Stated goal - Without the pictures, return each record as it appears.

+++ Input rows

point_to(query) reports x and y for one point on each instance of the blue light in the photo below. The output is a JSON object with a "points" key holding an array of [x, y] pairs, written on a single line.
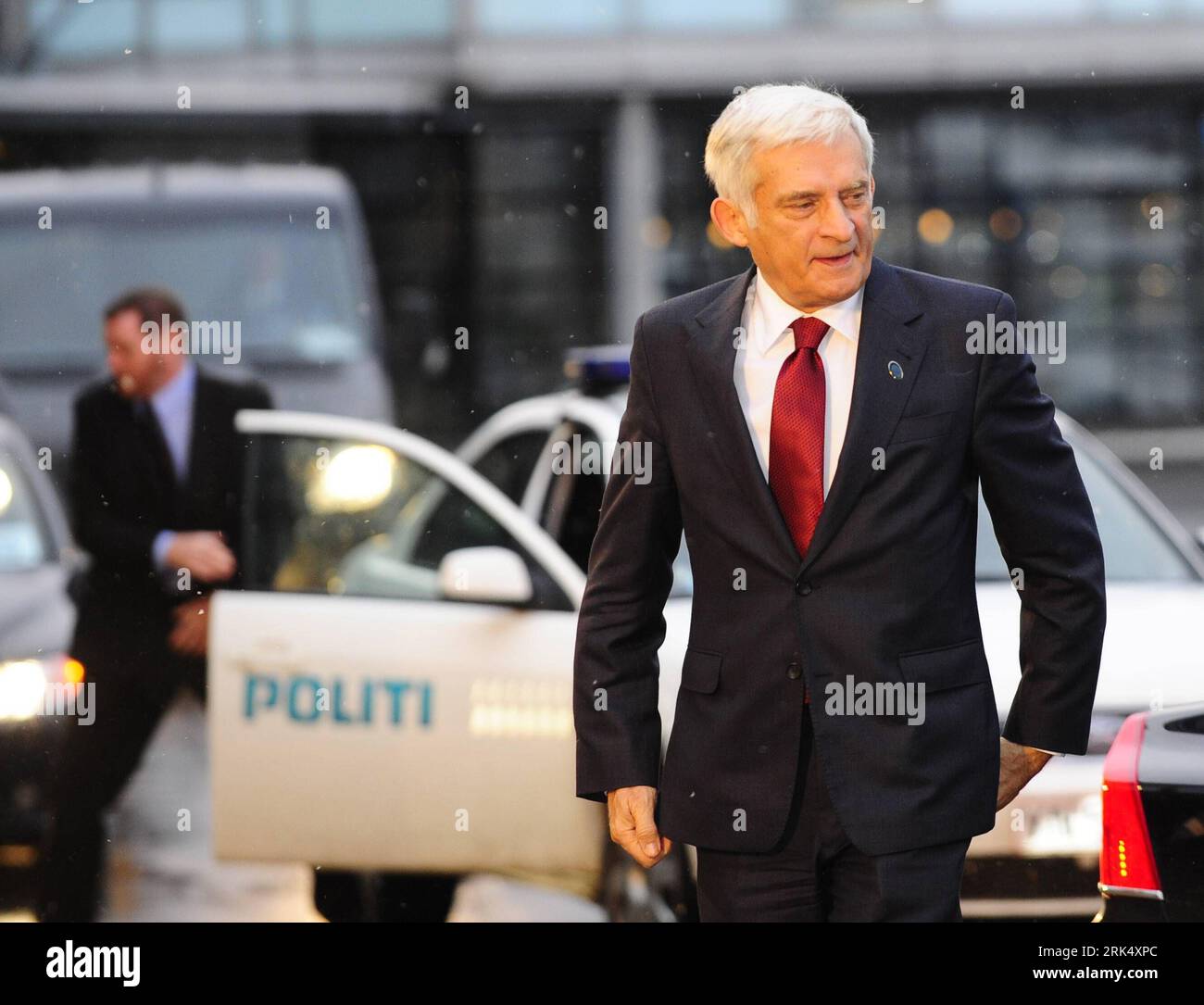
{"points": [[598, 366]]}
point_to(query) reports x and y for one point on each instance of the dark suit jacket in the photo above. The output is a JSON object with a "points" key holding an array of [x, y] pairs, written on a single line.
{"points": [[886, 591], [121, 491]]}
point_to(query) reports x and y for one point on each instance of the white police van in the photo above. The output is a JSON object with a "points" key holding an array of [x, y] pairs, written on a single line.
{"points": [[390, 698]]}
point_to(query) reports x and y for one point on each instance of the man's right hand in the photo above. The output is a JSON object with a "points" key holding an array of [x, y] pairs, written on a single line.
{"points": [[633, 826], [204, 554]]}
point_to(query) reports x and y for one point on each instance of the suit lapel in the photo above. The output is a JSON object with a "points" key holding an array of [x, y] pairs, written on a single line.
{"points": [[878, 401], [711, 357]]}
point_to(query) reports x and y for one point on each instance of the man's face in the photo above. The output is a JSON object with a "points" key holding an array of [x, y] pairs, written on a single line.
{"points": [[814, 238], [137, 373]]}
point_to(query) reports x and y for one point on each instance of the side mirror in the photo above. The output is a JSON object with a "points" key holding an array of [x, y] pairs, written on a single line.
{"points": [[488, 574]]}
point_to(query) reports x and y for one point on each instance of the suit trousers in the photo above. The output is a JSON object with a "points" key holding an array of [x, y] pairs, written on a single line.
{"points": [[815, 873], [91, 768]]}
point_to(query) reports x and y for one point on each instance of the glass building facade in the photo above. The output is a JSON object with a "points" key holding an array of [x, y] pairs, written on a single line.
{"points": [[566, 194]]}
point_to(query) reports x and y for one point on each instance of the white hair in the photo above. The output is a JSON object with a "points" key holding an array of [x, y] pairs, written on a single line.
{"points": [[771, 116]]}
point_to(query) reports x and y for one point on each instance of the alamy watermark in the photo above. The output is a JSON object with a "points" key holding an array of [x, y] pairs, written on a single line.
{"points": [[1044, 338], [219, 338], [590, 457], [880, 697]]}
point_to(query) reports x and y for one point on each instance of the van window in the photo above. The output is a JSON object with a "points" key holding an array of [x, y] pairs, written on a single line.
{"points": [[289, 284]]}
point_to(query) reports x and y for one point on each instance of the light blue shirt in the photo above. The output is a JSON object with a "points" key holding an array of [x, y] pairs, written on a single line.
{"points": [[172, 406]]}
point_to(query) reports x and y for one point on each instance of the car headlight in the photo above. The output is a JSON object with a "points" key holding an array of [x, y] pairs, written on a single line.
{"points": [[24, 684]]}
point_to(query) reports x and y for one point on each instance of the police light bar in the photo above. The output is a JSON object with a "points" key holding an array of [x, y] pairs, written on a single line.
{"points": [[598, 367]]}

++++++

Right answer -
point_to(query) reports x and y for one point on each instance of the blue light in the photo below. The output is a JSON object with a "points" key holding an array of [x, y] pairs, written on a single line.
{"points": [[598, 366]]}
point_to(query) reports x and y for one point on each instance of the dark suit jacket in the photo above. The output is a JSON object with a "points" key holding an array of [x, y] pairs, written on a single line.
{"points": [[886, 591], [121, 491]]}
point_to(query) reports x and y for one point on each instance of the white police van in the photo above. The output is a JSON object with a "points" key holding an array of [x, y] pairs, written on a single line.
{"points": [[390, 698]]}
point_to(query) reports x and y for one point on each instance of the man's right hand in the photo above. The output is a JSON object with a "points" key holding an array of [x, y] pairs, written on a single line.
{"points": [[633, 826], [204, 554]]}
point_to(query) reports x and y for one point on each instance of the suit lapel in the photo above. The output is a JSON object with a "points" key holding an array of [x, y] pairs, written on a single line.
{"points": [[878, 401], [711, 357]]}
point_to(query) reports x and y for one point on each instance of the man's face in the photo above. The output is a JSON object with a "points" key holding an array of [x, y] pairs, written on a single line.
{"points": [[814, 238], [137, 373]]}
point_to(query) reports x and y for one point on each instance of the side mirror in the photo above. The output is a JSON object with a "points" key holding an array of [x, y] pairs, written on a single line.
{"points": [[488, 574]]}
point_to(query) reports x and y for one point on each instance of the suit trousers in the photo above. The output is a JSON object with a "points" key holding an array of [x, y] pairs, written on a single line.
{"points": [[815, 873], [91, 768]]}
point_to(query) reports x and y for one point on each instance of the glass building facade in the photo above. The output is a JSON object with a "points" key holding an array of [x, y] pairs, written on a single line.
{"points": [[566, 194]]}
point_to(query) reports x and y for one point on each instance of the white hair in the photo above. The output is a JSON object with a "points" key holding an array of [x, y] pairs, written on a single line.
{"points": [[771, 116]]}
point_to(query) reports x and y for one point on each instance of the alamy watermark in the photo above. The output is a JSON object with a "points" key holding an array of [x, y] pairs, written on a single line.
{"points": [[1044, 338], [219, 338], [590, 457], [880, 697]]}
point_to(query) reports x and y for one point on each instance of the van window in the photo above. The output is a JSON object with a "points" key holding an array of [x, y] pairs, written on a single line.
{"points": [[289, 284]]}
point_to(query) reports x and y for one point on each instance of the light blue shirt in the photo above. The output is a JSON object with a "points" key holding an array of [x, y] pairs, written on a single line.
{"points": [[172, 406]]}
point_to(query) reports x and y for one point on each instance of the car headlight in the photo above. The output is a JSON object with a "points" key holding an array of [x, y] pairs, written on a single line.
{"points": [[24, 684]]}
point_to(query) reports x and y for one point on each instance of the police light bar in the photo above. The output is a JSON object with a "points" key holding an array of [x, y] pairs, written on a single line.
{"points": [[598, 367]]}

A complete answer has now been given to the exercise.